● YOUR INSTRUCTIONS:
Rescale the lines from the one containing "Tag every instance of the green sign" through the last line, inclusive. Reproduce each of them, requests included, and multiply every point coordinate in the answers by 1.9, rounding to whole numbers with halves rounded up.

— Start —

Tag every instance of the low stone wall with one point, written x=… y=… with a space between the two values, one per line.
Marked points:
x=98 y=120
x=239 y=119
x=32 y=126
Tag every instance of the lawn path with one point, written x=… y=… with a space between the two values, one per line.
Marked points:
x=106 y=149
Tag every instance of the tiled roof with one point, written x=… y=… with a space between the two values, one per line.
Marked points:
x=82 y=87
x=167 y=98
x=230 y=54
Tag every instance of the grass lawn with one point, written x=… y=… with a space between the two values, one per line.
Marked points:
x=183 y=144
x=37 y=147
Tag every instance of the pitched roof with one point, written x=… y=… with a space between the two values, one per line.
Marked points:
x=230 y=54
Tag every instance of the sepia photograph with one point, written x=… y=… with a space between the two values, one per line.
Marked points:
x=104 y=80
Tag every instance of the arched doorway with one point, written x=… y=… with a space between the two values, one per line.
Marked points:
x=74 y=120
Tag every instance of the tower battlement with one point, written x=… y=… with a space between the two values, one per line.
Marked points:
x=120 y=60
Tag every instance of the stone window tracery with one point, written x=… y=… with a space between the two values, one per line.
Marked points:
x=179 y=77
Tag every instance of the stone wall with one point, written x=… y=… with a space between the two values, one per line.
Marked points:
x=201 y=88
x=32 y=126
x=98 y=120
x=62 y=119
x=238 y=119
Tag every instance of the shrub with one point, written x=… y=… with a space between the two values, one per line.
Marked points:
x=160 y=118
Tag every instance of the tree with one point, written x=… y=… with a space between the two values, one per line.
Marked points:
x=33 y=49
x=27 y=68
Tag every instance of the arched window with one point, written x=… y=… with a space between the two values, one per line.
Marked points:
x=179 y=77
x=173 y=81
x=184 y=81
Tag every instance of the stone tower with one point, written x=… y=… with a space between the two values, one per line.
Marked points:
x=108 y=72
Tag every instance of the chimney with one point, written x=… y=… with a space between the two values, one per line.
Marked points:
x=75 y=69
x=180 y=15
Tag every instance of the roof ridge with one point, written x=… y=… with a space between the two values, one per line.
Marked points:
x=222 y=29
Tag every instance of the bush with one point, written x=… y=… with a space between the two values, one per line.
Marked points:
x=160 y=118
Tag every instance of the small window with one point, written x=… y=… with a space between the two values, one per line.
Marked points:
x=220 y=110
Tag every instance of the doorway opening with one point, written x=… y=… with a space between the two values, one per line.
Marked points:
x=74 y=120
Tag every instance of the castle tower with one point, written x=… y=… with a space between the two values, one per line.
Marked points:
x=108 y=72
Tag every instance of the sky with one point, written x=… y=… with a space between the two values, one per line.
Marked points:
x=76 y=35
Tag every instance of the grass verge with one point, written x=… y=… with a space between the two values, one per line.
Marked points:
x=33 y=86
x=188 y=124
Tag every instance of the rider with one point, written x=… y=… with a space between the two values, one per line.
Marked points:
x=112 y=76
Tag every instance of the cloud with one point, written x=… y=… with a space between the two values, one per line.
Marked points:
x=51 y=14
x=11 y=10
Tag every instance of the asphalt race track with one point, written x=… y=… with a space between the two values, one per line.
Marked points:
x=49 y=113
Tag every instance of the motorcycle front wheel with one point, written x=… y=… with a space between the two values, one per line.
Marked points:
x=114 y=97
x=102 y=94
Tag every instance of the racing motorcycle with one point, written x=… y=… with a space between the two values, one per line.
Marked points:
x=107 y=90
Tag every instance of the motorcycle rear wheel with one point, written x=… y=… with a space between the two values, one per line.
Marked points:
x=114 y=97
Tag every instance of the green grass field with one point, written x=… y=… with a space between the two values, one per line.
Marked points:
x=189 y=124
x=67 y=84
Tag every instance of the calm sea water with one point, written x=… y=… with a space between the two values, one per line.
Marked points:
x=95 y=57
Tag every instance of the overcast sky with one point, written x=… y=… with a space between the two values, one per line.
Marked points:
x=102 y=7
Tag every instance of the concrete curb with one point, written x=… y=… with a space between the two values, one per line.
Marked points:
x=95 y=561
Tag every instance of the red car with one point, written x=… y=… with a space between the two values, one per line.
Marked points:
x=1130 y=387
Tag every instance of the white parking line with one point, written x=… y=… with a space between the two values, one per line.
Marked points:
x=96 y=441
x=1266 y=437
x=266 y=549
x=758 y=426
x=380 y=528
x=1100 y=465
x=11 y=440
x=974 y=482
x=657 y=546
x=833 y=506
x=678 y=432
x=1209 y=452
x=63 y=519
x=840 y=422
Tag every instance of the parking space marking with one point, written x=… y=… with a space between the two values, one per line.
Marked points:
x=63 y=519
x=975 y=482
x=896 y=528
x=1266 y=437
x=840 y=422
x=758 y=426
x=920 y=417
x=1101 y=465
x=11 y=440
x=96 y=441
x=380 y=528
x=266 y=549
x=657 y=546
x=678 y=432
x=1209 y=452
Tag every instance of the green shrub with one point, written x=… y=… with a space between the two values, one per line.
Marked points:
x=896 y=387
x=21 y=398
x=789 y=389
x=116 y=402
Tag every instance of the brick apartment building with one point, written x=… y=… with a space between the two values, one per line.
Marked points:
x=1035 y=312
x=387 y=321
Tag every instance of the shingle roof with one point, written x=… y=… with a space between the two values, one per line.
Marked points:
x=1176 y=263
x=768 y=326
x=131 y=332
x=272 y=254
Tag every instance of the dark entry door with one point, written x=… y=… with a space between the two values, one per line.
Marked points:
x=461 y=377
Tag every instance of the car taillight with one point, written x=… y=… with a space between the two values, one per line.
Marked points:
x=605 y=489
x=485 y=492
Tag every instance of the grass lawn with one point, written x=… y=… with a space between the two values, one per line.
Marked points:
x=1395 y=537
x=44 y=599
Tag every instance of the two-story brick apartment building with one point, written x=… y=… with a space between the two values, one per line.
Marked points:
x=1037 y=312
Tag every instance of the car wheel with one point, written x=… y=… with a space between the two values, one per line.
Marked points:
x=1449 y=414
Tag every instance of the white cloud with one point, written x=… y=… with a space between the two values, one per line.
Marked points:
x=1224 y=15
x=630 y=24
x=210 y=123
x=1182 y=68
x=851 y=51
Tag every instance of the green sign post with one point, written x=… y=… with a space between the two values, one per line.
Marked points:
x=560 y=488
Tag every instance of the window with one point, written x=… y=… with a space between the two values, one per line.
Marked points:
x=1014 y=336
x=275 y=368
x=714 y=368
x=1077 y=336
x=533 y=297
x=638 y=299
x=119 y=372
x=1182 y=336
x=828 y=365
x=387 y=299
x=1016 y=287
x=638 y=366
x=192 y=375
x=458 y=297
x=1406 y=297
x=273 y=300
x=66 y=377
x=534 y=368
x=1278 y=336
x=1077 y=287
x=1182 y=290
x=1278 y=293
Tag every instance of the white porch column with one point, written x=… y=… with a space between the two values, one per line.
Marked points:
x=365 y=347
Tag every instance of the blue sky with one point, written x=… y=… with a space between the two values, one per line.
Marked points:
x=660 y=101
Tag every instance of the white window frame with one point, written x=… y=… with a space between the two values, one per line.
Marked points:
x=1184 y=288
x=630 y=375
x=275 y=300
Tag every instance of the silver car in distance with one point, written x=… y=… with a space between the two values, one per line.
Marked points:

— End —

● SOLUTION FOR THIS TASK:
Tag every instance of the green sign post with one point, written x=… y=… with a space between the two values, one per line.
Marked points:
x=1064 y=927
Tag every instance of the window with one point, written x=… y=… with a space between the two values, one per line.
Marked points:
x=1927 y=638
x=523 y=699
x=1357 y=699
x=2046 y=638
x=1013 y=564
x=1212 y=568
x=226 y=707
x=2246 y=638
x=1573 y=694
x=735 y=568
x=1930 y=545
x=1212 y=695
x=365 y=713
x=870 y=564
x=2671 y=564
x=519 y=570
x=125 y=716
x=1015 y=699
x=2428 y=638
x=2046 y=545
x=2246 y=551
x=2428 y=557
Tag every instance of the white porch column with one point, written x=… y=… with a space between the two values, one per line.
Marked points:
x=694 y=659
Tag every instance of the blue sky with one point, written x=… y=… with a space between the two values, one per line.
Marked points:
x=1254 y=192
Tag every instance of the white window frame with one point, written x=… y=… with a space between the two values, one per line.
Marked points:
x=2250 y=547
x=1197 y=713
x=523 y=570
Tag every instance of the silver car in distance with one point, written x=… y=… with a space between the two values, one per line.
Marked points:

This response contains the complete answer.